---------- Brano fornito ----------

Il progetto vede come primi autori Alireza Askari Chaverdi, del Dipartimento di Storia e archeologia dell’Università di Shiraz, e Pierfrancesco Callieri del Dipartimento di Beni culturali dell’ateneo di Bologna. Gli esiti sono in corso di pubblicazione su «East and West», rinata rivista dell’Ismeo, l’Associazione internazionale di studi sul Mediterraneo e l’Oriente che ha raccolto l’eredità del vecchio istituto Ismeo e che finanzia il progetto insieme all’Alma Mater e al Ministero degli Affari Esteri e della Cooperazione Internazionale. Sul fronte italiano partecipa anche l’Università di Urbino con la docente di Chimica per i beni culturali Maria Letizia Amadori.

Chi erano i Sasanidi? L’impero, segnala Callieri, «fu potente e temuto prima da Roma e poi da Bisanzio, rappresentandone l’alterità. Potrebbe essere paragonato a quanto ha rappresentato l’Unione Sovietica verso gli Stati Uniti durante la guerra fredda». Ardashir-Khwarrah «ha la pianta perfettamente circolare, dal diametro di quasi due chilometri, suddivisa a raggiera con un disco centrale e tre fasce concentriche. È un modello altamente geometrizzato e simbolico, poco pratico, costruito per ragioni ideologiche e simboliche», avverte l’archeologo.

Che prosegue: «La ricerca comprende studi paleo-ambientali anche per capire se il re per fondare la città scelse una zona paludosa che dovette bonificare, come dicono le fonti, oppure se ci sono state fasi precedenti ai Sasanidi. Ciò è necessario per comprendere le modalità di insediamento e dello sviluppo delle strade fino al Golfo Persico».

---------- Voci elencate ----------

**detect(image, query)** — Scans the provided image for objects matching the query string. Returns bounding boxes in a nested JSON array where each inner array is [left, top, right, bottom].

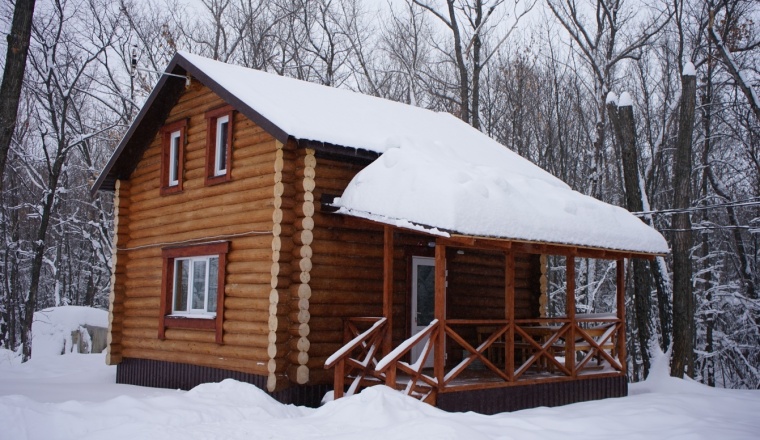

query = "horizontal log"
[[223, 332, 269, 349], [314, 228, 382, 244], [124, 296, 161, 311], [224, 296, 269, 310], [227, 246, 272, 263], [310, 263, 383, 281], [123, 305, 158, 319], [121, 316, 158, 331], [311, 239, 383, 258], [130, 163, 274, 205], [129, 205, 272, 240], [121, 347, 268, 376], [122, 281, 161, 301], [223, 313, 269, 334], [124, 221, 272, 252], [122, 339, 268, 361], [311, 251, 380, 271], [227, 271, 272, 284], [309, 278, 383, 297], [308, 304, 383, 318], [308, 289, 383, 310]]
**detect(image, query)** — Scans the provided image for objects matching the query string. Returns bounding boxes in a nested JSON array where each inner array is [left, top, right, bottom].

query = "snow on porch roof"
[[107, 52, 668, 254]]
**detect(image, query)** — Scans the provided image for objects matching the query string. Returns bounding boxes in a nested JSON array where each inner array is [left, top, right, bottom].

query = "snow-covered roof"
[[93, 52, 668, 254]]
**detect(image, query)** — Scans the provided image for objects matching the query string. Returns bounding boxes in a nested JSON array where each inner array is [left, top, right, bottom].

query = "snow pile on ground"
[[32, 306, 108, 358], [336, 138, 668, 253], [0, 354, 760, 440], [0, 348, 21, 366]]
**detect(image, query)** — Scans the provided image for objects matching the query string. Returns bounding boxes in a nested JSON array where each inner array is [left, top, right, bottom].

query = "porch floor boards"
[[354, 365, 621, 393]]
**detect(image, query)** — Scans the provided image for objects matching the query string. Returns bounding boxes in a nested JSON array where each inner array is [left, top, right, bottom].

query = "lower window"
[[172, 255, 219, 315], [158, 241, 229, 343]]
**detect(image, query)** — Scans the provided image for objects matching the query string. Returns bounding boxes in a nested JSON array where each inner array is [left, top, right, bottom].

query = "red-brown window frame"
[[158, 241, 230, 344], [205, 105, 234, 186], [161, 119, 187, 195]]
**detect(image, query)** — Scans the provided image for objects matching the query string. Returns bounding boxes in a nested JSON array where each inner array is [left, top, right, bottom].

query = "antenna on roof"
[[130, 44, 190, 87]]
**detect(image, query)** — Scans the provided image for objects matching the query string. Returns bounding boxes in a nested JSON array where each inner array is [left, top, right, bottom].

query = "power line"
[[631, 197, 760, 217]]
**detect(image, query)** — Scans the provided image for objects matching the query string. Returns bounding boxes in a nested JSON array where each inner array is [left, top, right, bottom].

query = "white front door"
[[411, 257, 435, 368]]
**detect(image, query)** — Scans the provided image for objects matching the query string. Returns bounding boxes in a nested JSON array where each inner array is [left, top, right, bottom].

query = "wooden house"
[[93, 52, 667, 413]]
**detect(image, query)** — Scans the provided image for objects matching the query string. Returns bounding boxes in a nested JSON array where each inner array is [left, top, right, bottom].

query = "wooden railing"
[[325, 317, 388, 399], [325, 315, 625, 402], [377, 319, 441, 402]]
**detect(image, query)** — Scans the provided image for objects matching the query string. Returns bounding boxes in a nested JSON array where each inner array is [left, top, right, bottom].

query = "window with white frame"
[[161, 119, 187, 194], [172, 256, 219, 315], [205, 105, 234, 185], [168, 130, 182, 186], [214, 115, 230, 176], [158, 241, 230, 344]]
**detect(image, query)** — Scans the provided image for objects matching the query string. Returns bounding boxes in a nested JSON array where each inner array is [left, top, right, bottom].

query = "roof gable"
[[93, 52, 668, 254]]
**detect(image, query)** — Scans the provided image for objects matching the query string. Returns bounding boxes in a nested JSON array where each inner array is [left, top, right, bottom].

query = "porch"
[[325, 226, 646, 410]]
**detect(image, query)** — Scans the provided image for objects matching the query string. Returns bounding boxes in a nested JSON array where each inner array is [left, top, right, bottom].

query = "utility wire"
[[631, 197, 760, 217]]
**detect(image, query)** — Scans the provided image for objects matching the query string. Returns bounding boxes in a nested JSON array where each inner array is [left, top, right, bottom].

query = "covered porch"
[[325, 225, 650, 410]]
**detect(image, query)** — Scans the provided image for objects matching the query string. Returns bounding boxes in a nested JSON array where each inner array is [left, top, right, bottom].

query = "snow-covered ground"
[[0, 308, 760, 440]]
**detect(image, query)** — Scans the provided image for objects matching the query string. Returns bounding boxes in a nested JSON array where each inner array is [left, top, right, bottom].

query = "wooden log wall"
[[268, 141, 297, 391], [446, 248, 540, 319], [304, 153, 383, 384], [106, 180, 130, 365], [109, 80, 284, 382]]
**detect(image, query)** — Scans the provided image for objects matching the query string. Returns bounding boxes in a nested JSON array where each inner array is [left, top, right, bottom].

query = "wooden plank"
[[565, 257, 577, 377], [382, 226, 394, 354], [615, 259, 628, 374], [504, 251, 516, 382], [433, 243, 446, 388]]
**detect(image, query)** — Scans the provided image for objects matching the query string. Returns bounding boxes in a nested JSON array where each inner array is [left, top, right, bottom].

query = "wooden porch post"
[[382, 226, 393, 355], [615, 258, 628, 374], [504, 251, 516, 382], [433, 242, 446, 387], [565, 255, 576, 377]]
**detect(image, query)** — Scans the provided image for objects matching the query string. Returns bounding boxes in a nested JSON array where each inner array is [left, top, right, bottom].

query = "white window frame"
[[214, 115, 230, 176], [168, 130, 182, 186], [172, 255, 219, 317]]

----------

### Consegne:
A. Rispondi alle domande seguenti relative al brano su Ardashir-Khwarrah.
(i) Su quale rivista sono in corso di pubblicazione gli esiti del progetto?
(ii) Qual è il diametro approssimativo della pianta della città?
(iii) Fino a dove si vuole comprendere lo sviluppo delle strade?
B. Continua il brano su Ardashir-Khwarrah a partire dalla sua ultima frase.

### Soluzioni degli esercizi:
A.
(i) Su «East and West».
(ii) Quasi due chilometri.
(iii) Fino al Golfo Persico.

B.
Lo studio paleoambientale viene condotto con l’Università di Aix-en-Provence e Marsiglia che qui ha avviato un progetto franco-iraniano. In più al progetto ha accettato di collaborare Dietrich Huff, che ha diretto tutte le indagini a Firuzabad dalla fine degli anni ’60 con l’Istituto tedesco di archeologia. Nel 2019 i ricercatori hanno condotto una campagna fotogrammetrica tramite un drone: «Abbiamo visto che le strutture affiorano in superficie quasi solo nel cerchio centrale della città, oltre niente: come mai?», interviene l’archeologo che lavora in Iran da quindici anni.

«Qui sorge un problema: i terreni sono agricoli e privati. Se le nuove indagini geofisiche dimostreranno che sotto non c’è niente non ci saranno discussioni, se invece sotto c’è qualcosa sarà necessario rafforzare i vincoli già attivi perché gli aratri moderni vanno in profondità e distruggono. Le prospezioni nel terreno serviranno anche a questo scopo».

Un altro elemento appassiona i ricercatori. Nel 2005 la Soprintendenza locale rinvenne nei resti di un edificio scavato presso il centro della città una pittura murale di 2 metri per uno raffigurante dei personaggi. «È un frammento di bellezza incredibile, spiega Callieri, importantissimo perché in un’architettura di mattoni crudi la pittura parietale sopravvive di rado. Probabilmente di epoca sasanide, si abbina a un pavimento dipinto a motivi geometrici».

Il frammento necessita di restauro ed è Maria Letizia Amadori a condurre le analisi preliminari: «Le testimonianze policrome di Gur, sottolinea la ricercatrice, versano in un pessimo stato di conservazione e l’area non è protetta né da atti vandalici né dagli agenti atmosferici. Abbiamo proposto a una fondazione giapponese di sostenere il restauro. Il programma prevede il coinvolgimento delle Università anche per la valorizzazione sostenibile del sito in modo da richiamare un turismo colto in un’area che ne è quasi priva».
 

Una veduta di Ardashir-Khwarrah, o Gur © Foto sito Unesco «Sassanid Archaeological Landscape of Fars»

Un particolare del frammento di intonaco dipinto © Foto sito Unesco «Sassanid Archaeological Landscape of Fars»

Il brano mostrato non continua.